(PROBLEMS AND TASKS)
1/ In the announcement of the climate and environmental tax research program, who leads the new program?
2/ Pick up the announcement of the climate and environmental tax research program where it stops, and continue writing it.
━━━━━ PAGE EXCERPT
After over a year in development, the ICTD is thrilled to launch a new research programme on Climate and Environmental Tax.

As the climate emergency worsens, our research aims to provide more evidence on what types of climate and environmental taxes are desirable for lower-income countries and how to make them successful. Environmental and climate taxes are receiving increasing attention, but the vast majority of existing research focuses on high-income countries, and especially on carbon taxes, on which much of the global debate is focused.

However, there are many types of environmental taxes, ranging from forestry taxes to import tariffs on used cars. Some of them may be more feasible and attractive to lower-income countries given their specific economic, administrative and political circumstances and their limited historical responsibility for the current crisis. Our aim is to help shape environmental tax policies that will contribute to both revenue generation and a green economic transition.

Reflections from the research lead

The lead of the new research programme, Dr Giovanni Occhiali, says:

“After more than a year of lead up work, I am very happy to see the ICTD’s programme on Climate and Environmental Tax launch today. I find this a very exciting area of work, and one in which I hope the ICTD can contribute to critical and policy-relevant research.

There is generally a dearth of evidence on the impact of existing climate and environmental fiscal policies in low-income countries, and most of the international attention is directed towards carbon taxes.

While these might be important in certain contexts, fiscal policies can play a much wider role in tackling a variety of existing environmental issues, from traffic pollution in congested urban areas to providing better incentives for efficient land use in agriculture and forestry.

Due to many existing knowledge gaps, there are a variety of important research areas which we could focus on initially. To understand where our work could make more impact, we have spent quite some time this year talking to many of our institutional partners, which are mostly revenue authorities and Ministries of Finance in countries such as Rwanda, Uganda, Sierra Leone, and Eswatini.
━━━━━━━━━━
━━━━━ DATA LINES
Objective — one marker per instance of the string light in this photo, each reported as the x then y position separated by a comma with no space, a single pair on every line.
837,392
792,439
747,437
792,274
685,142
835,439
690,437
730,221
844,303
━━━━━━━━━━
(ANSWERS TO THE PROBLEMS)
1/ Dr Giovanni Occhiali

2/
What these conversations revealed is that the most pressing questions at the moment revolve around which institutional set-ups can support lower-income country governments in leveraging their existing capacities; and how to make environmental fiscal reforms palatable to citizens. Finally, understanding which tax measures are most feasible to implement to deliver quick wins for citizens, such as waste taxes or import tariffs on used cars, are important to understand.

While not as flashy as some of the prevailing questions in the international fora, such as how to save rainforests, finding answers to these questions is important to laying the groundwork for tackling bigger environmental tax issues in sub-Saharan Africa in the near future. And this is exactly what we intend to do.”

A steady stream of research

So far, several publications under the theme have been released including a working paper and research in brief focused on South Africa’s carbon tax, a policy brief examining the fiscal policies fisheries in five African countries, and a blog analysing the potential for a plastic tax to curb India’s plastic waste crisis.

All publications, blogs and news briefs can be read here.

At the time of launch, several projects are underway, including a working paper examining the status of environmental taxes across several countries in sub-Saharan Africa. In the video clip below, Dr Occhiali shares a few behind-the-scenes insights on the research in progress.

Open call for proposals

There is now an open call for proposals under the theme. The ICTD seeks proposals for research that will deepen understanding of the concrete potential of environmental taxes, and challenges to their effective deployment, across lower-income countries.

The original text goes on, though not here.